Description of the task
Here are some records; return them all exactly.

(Data entries)
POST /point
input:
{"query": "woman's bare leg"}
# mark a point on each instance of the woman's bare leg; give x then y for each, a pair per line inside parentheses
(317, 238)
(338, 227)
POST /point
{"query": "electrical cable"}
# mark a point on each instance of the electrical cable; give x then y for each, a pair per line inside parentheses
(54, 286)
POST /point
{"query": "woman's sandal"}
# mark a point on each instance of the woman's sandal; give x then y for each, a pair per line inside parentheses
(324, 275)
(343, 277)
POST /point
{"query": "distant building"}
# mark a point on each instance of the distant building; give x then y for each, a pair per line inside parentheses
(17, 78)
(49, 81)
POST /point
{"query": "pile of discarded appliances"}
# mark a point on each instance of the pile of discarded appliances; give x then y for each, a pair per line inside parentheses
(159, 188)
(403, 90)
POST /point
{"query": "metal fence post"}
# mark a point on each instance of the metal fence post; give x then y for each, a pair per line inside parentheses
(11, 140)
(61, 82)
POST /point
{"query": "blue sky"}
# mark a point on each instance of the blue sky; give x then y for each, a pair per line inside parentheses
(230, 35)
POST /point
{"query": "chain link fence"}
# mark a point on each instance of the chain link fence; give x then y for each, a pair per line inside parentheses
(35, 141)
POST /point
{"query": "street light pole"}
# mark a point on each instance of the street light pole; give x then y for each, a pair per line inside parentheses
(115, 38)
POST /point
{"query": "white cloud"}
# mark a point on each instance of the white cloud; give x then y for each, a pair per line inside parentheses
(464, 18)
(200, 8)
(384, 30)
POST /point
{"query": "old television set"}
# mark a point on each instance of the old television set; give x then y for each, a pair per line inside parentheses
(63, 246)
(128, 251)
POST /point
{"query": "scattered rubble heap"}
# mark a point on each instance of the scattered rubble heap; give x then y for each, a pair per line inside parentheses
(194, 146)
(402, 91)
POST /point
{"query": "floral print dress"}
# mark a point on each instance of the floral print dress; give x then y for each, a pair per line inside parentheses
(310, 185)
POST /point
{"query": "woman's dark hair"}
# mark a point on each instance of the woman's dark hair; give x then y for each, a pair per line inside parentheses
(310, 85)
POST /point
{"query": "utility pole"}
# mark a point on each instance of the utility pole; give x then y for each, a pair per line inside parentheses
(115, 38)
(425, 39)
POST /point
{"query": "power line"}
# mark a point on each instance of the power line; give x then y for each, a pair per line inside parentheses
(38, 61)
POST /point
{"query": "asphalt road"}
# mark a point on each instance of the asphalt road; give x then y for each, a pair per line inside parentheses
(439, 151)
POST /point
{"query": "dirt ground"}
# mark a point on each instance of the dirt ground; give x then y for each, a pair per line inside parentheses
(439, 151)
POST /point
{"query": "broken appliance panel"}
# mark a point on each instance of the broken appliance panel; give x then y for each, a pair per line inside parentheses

Correct response
POST /point
input:
{"query": "woman's bare leg"}
# mark a point on each instance of the woman's bare leg; give x then y for each, a pair per line inside parentheses
(317, 238)
(338, 227)
POST /point
{"query": "electrical cable"}
# mark a point on each instance of the electrical cable; give x then y for each, a pair per line inside parentheses
(54, 286)
POST /point
{"query": "woman's sandal"}
# mark a point on each instance of the woman's sandal; give x then y for each, a pair per line inside parentheses
(324, 275)
(343, 277)
POST /point
{"query": "distant building"}
# mark a point on each instance of the distant building; give x then y for each, a pair per line inside parentheses
(17, 78)
(49, 81)
POST /point
{"query": "pile of discarded appliances"}
# mark a point on each instance of the pile of discarded appliances; give x then y for each, a pair per line inside parentheses
(159, 188)
(403, 90)
POST /point
{"query": "metal fence post"}
# mark a point on each instance of the metal fence post; give x then y for each, a pair per line inside parentheses
(11, 140)
(61, 82)
POST /point
{"query": "blue sky"}
# mark a point on each instance of the blue sky; give x then y for each, a pair per line inside parentheses
(230, 35)
POST /point
{"query": "chain link fence"}
# mark a point on each instance of the chain link fence; give x then y for each, a pair per line inside parentheses
(35, 141)
POST /point
{"query": "street light pole"}
# mark a point on each instance of the street light pole; give x then y for each, a pair per line inside parentheses
(115, 38)
POST /point
{"query": "white cloud"}
# mark a point on each instance of the white cloud; give x then y for each, a pair per line inside parentheses
(464, 18)
(200, 8)
(384, 30)
POST /point
{"query": "old television set"}
# mark a point on each instance of the old television set; give x then y for each, a pair per line inside parentheses
(63, 246)
(128, 251)
POST /point
{"query": "scattered rubble heap"}
# mark a point on each instance of the scattered rubble heap; give x then y for each, a pair per line inside parentheses
(194, 146)
(402, 91)
POST /point
{"query": "floral print dress"}
# mark a point on each instance of the floral print dress; give x then y for each, a pair per line inside parentheses
(310, 185)
POST /point
{"query": "woman's dark hair"}
# mark a point on each instance of the woman's dark hair; give x then y for each, a pair per line inside parentheses
(310, 85)
POST /point
{"query": "utility pole"}
# mark a point on each instance of the utility pole; give x then y for each, a pair per line inside parentheses
(115, 38)
(425, 39)
POST /point
{"query": "power line"}
# mark a point on each instance of the power line; give x then y for each, a pair per line inside parentheses
(38, 61)
POST /point
{"query": "asphalt road"}
# mark a point on each instance of the asphalt road; give x then y for each, a pair per line inside parentheses
(439, 151)
POST /point
{"query": "dirt ground"}
# mark a point on each instance of the dirt ground; give x then y for each, a pair per line inside parentheses
(439, 151)
POST /point
{"query": "broken appliance panel"}
# mark a point on each instance of the broken appliance panel; give x then y for each, a pair per line inside parentheses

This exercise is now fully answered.